■ TASK
Could you reproduce the data below word for word, changing each "pants" to "trousers" and leaving everything else unchanged?

■ DATA SECTION
※ ※ ※
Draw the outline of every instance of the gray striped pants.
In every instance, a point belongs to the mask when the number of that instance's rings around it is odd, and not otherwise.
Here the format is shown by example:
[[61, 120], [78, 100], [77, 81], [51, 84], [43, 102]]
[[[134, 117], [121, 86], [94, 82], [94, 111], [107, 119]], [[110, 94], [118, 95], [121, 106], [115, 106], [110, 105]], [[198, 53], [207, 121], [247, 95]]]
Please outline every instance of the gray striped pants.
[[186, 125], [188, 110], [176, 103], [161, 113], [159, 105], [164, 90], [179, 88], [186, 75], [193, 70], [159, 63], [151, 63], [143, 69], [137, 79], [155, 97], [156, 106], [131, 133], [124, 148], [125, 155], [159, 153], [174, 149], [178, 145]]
※ ※ ※
■ FINISHED EXERCISE
Draw the outline of every instance of the gray striped trousers.
In every instance, a point belongs to the mask when the number of that instance's rings around it is odd, and not otherwise.
Here the format is shown by example:
[[61, 120], [78, 100], [77, 81], [51, 84], [43, 102]]
[[[134, 117], [121, 86], [94, 82], [94, 111], [107, 119]], [[110, 94], [118, 95], [121, 106], [115, 106], [110, 105]], [[198, 53], [207, 121], [247, 95]]]
Please outline every instance of the gray striped trousers.
[[186, 125], [188, 110], [176, 103], [161, 113], [159, 105], [164, 90], [179, 88], [186, 75], [193, 70], [159, 63], [151, 63], [143, 69], [137, 79], [155, 97], [156, 106], [131, 133], [124, 148], [125, 155], [159, 153], [174, 149], [178, 145]]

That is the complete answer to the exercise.